** Opening Task input block **

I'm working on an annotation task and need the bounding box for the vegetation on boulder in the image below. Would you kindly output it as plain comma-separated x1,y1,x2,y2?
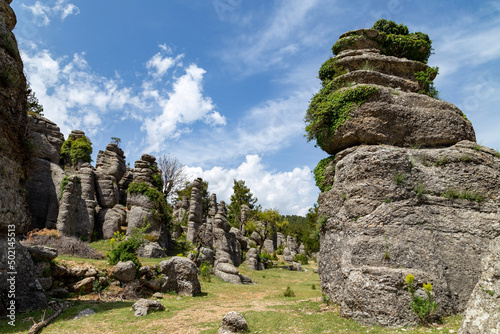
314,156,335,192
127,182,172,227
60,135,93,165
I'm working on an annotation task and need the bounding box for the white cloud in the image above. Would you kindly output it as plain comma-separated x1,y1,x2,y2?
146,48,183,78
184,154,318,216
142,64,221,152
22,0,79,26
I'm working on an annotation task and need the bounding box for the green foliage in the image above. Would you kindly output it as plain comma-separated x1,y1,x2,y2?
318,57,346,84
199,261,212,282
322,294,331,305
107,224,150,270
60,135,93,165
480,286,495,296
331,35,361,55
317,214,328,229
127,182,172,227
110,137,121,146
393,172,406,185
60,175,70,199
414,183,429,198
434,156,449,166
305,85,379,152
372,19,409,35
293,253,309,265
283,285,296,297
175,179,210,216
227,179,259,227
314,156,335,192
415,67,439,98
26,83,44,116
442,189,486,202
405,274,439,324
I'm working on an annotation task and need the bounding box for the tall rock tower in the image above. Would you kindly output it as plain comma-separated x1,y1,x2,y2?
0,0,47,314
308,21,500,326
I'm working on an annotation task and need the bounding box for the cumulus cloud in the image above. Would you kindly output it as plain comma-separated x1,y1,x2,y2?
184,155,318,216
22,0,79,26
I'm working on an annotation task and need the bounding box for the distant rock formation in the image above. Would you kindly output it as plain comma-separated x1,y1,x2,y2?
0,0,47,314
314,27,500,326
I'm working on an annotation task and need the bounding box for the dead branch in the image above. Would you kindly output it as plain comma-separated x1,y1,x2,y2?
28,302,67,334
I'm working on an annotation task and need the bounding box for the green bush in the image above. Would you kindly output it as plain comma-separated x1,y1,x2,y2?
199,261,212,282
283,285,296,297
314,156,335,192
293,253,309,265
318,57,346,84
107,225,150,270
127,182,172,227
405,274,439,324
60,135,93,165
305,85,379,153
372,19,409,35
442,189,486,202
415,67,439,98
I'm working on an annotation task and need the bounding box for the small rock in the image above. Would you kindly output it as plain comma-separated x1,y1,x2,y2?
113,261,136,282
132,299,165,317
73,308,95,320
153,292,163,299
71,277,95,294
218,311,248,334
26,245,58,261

** Closing Task input block **

What needs to be done: Please return the lines above exactly, with the pictures omitted.

Task result:
I'm working on an annotation task and need the bounding box for the vegetation on boulder in the image below. Would you kindly output it as plain comma-separated x1,y1,x2,y2?
314,156,335,192
127,182,172,227
60,135,93,165
I'm working on an annotation task and need the bounding box for the white cloud in the image above. Would you kindly output it as plain comma-separated x1,y1,x2,y2?
146,48,183,78
184,154,318,216
142,64,221,152
22,0,79,26
I'm working on an annotation task and need the bounding box for the green foliage in the image above. Would you kindly output it as plain comma-separated x1,y1,x2,y2?
318,57,346,84
199,261,212,282
322,294,331,305
107,224,150,270
60,135,93,165
480,286,495,296
331,35,361,55
317,214,328,229
127,182,172,227
110,137,121,146
393,172,406,185
60,175,70,199
414,183,429,198
434,156,449,166
305,85,379,152
372,19,409,35
293,253,309,265
283,285,296,297
175,179,210,216
227,179,259,227
314,156,335,192
415,67,439,98
26,83,44,116
442,189,486,202
405,274,439,324
I'm working on an annotation task and need the bounding box for the tall rock tower in the image above. Would you kindly output it as plain comma-separated x1,y1,x2,y2?
0,0,47,314
308,21,500,326
I'm working on an annotation task and need the bounding box for the cumulus cloud in the image above. Would you kindly output it as plain comma-separated x1,y1,x2,y2?
184,155,318,216
22,0,79,26
I'm working on an annotation task and need the bounding box for the distant rock formation in the image above. Would you kindly output it as plain comma-separated x1,y1,x2,y2?
0,0,47,314
314,27,500,326
I'm working on an annotation task and need the bounding box for the dead branch in the image above. Would you kindly output it as plain comma-separated x1,y1,x2,y2?
28,302,67,334
I'm working on an annotation task and need the bounding box for the green bush in the image above. Would you kindly output it as plain comma-separated x1,y1,x2,y2?
199,261,212,282
283,285,296,297
314,156,335,192
293,253,309,265
318,57,346,84
107,225,150,270
127,182,172,227
405,274,439,324
60,135,93,165
305,85,379,153
372,19,409,35
442,189,486,202
415,67,439,98
I'm working on an annotation task and need the bounding box for the small rock in the image above. Would you kindly output it as plain comma-separated x1,y1,x2,y2?
113,261,136,282
132,299,165,317
73,308,95,320
153,292,163,299
71,277,95,294
218,311,248,334
26,245,58,261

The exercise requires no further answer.